▸ TEXTO DE LEITURA
--------------------

Fabiana Murer, Campeã do Grand Prix na Inglaterra (2010), Campeã Mundial Indoor no Qatar (2010) e Campeã Mundial na Coréia do Sul no ano passado, mais um recente alvo dos comentaristas de sofá "experts" na modalidade salta com vara.

Trazendo a reflexão para o esporte mais praticado no Brasil, a seleção de futebol feminino é quase all concur na hora de arrebatar a pecha (que nesse caso nada tem a ver com a cor de seu uniforme) de “amarelona”. A maioria dos nossos “especialistas da bola” adora proferir em bom tom “Amarelaram mais uma vez!” (algo que em outro momento também foi frequentemente direcionado à equipe feminina de vôlei), sem ao menos levar em conta a precária estrutura do nosso futebol feminino: times amadores e semi-amadores, calendário pífio e desorganizado, abandono por parte da CBF, “salários” que se juntando todos os anos da carreira de uma atleta não chegam perto do que um titular da seleção masculina ganha em apenas um mês, entre outras coisas.

--------------------

▸ DADOS APRESENTADOS

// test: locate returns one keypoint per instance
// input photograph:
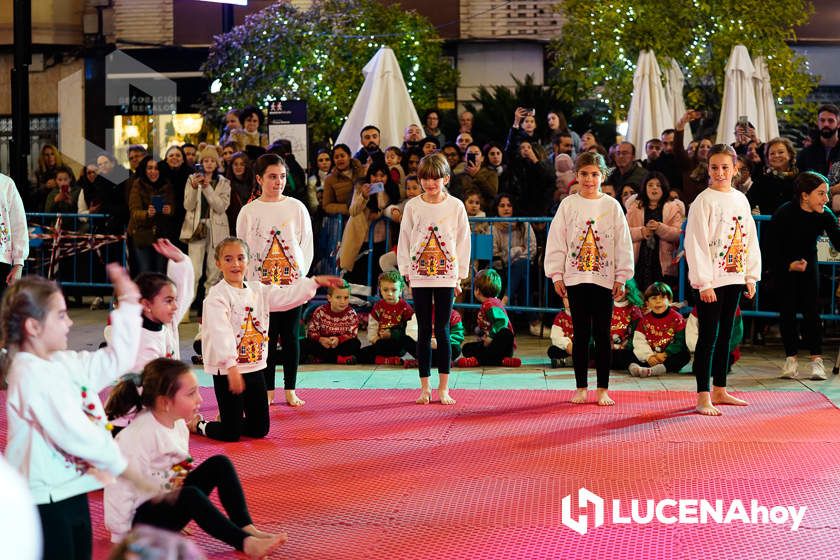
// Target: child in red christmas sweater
(626, 315)
(386, 325)
(495, 331)
(562, 338)
(331, 333)
(659, 340)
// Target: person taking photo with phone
(150, 203)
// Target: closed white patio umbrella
(766, 123)
(738, 94)
(674, 84)
(383, 102)
(649, 114)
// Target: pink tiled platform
(368, 474)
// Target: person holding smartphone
(151, 203)
(479, 177)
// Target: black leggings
(285, 327)
(193, 502)
(500, 348)
(673, 362)
(800, 290)
(313, 348)
(591, 307)
(65, 529)
(439, 299)
(243, 414)
(714, 331)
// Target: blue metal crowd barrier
(482, 247)
(73, 248)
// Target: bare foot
(720, 396)
(293, 400)
(604, 398)
(443, 395)
(255, 547)
(705, 406)
(254, 532)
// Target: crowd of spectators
(524, 171)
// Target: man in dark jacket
(825, 149)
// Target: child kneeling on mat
(495, 332)
(659, 340)
(157, 443)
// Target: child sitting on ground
(331, 334)
(562, 338)
(659, 340)
(691, 326)
(386, 324)
(495, 332)
(626, 315)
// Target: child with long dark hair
(278, 231)
(589, 257)
(724, 261)
(157, 442)
(58, 435)
(234, 341)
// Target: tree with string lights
(599, 44)
(317, 56)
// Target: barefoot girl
(235, 344)
(58, 436)
(278, 231)
(157, 442)
(589, 257)
(724, 260)
(434, 254)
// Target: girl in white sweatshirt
(157, 443)
(724, 260)
(589, 257)
(433, 253)
(278, 231)
(165, 300)
(58, 435)
(234, 341)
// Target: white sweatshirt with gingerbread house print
(589, 242)
(279, 238)
(235, 327)
(434, 245)
(721, 244)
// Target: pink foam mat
(369, 474)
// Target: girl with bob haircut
(433, 254)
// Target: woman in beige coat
(655, 224)
(206, 198)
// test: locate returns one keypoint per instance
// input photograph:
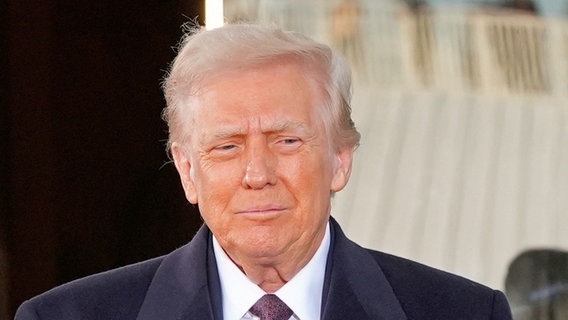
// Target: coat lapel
(180, 288)
(358, 288)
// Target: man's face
(260, 164)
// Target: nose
(259, 170)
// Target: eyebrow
(277, 126)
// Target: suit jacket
(359, 284)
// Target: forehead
(260, 91)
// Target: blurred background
(463, 108)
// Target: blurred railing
(458, 49)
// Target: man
(262, 137)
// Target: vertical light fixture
(213, 14)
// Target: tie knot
(270, 307)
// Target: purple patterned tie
(270, 307)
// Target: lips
(268, 210)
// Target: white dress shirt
(302, 294)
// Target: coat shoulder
(428, 293)
(115, 294)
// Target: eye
(226, 147)
(290, 141)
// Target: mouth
(262, 212)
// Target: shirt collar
(303, 293)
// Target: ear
(183, 166)
(342, 169)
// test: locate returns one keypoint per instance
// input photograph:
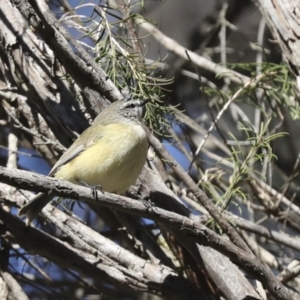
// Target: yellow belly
(114, 161)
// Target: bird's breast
(114, 161)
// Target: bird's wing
(78, 146)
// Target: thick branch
(184, 225)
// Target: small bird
(110, 153)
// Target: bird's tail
(33, 207)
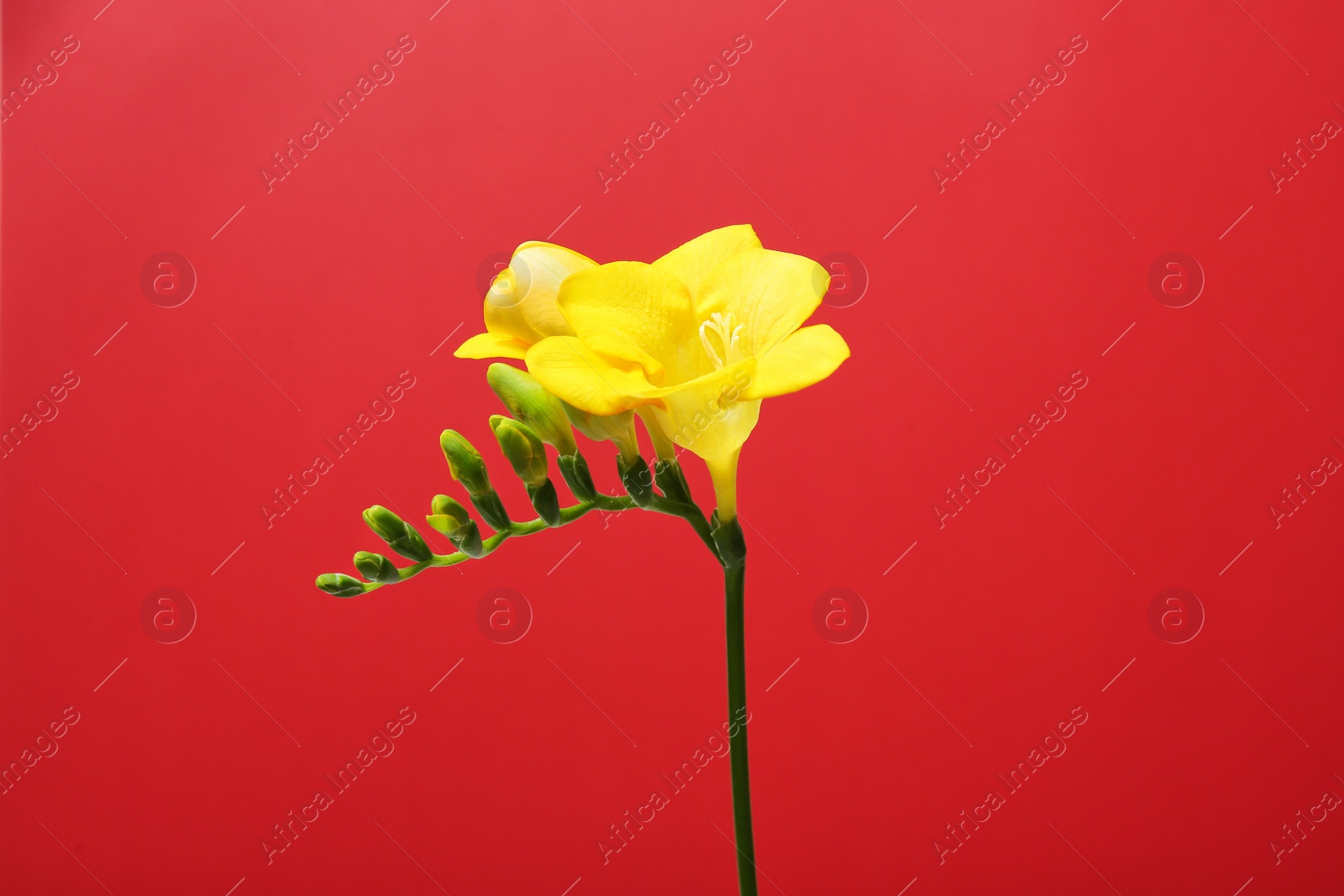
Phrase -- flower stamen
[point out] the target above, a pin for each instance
(729, 336)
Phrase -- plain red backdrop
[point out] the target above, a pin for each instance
(318, 293)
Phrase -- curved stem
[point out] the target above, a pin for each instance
(568, 515)
(734, 586)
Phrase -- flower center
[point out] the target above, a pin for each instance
(726, 335)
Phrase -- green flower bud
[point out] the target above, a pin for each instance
(454, 520)
(523, 449)
(669, 477)
(528, 401)
(575, 469)
(617, 427)
(546, 503)
(447, 506)
(638, 481)
(465, 463)
(340, 584)
(398, 533)
(375, 567)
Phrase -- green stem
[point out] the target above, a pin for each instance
(734, 586)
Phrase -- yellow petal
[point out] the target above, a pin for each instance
(492, 345)
(707, 425)
(578, 375)
(768, 293)
(541, 269)
(635, 312)
(522, 298)
(692, 262)
(799, 360)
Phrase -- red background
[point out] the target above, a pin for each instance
(1021, 607)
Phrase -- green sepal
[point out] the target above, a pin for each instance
(577, 476)
(375, 567)
(729, 540)
(340, 584)
(671, 479)
(492, 511)
(398, 533)
(638, 479)
(464, 463)
(546, 503)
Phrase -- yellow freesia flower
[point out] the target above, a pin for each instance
(694, 342)
(521, 305)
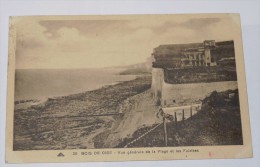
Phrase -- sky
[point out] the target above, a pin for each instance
(109, 41)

--------------------

▸ EXERCÍCIO PROPOSTO
Responda às perguntas abaixo com base no texto de leitura:
(a) Em que país Fabiana Murer se tornou Campeã Mundial Indoor em 2010?
(b) A que outra equipe também foi frequentemente dirigida a expressão "Amarelaram mais uma vez!"?
(c) Que entidade é mencionada por abandonar o futebol feminino?

▸ RESPOSTA AO EXERCÍCIO
(a) No Qatar.
(b) À equipe feminina de vôlei.
(c) A CBF.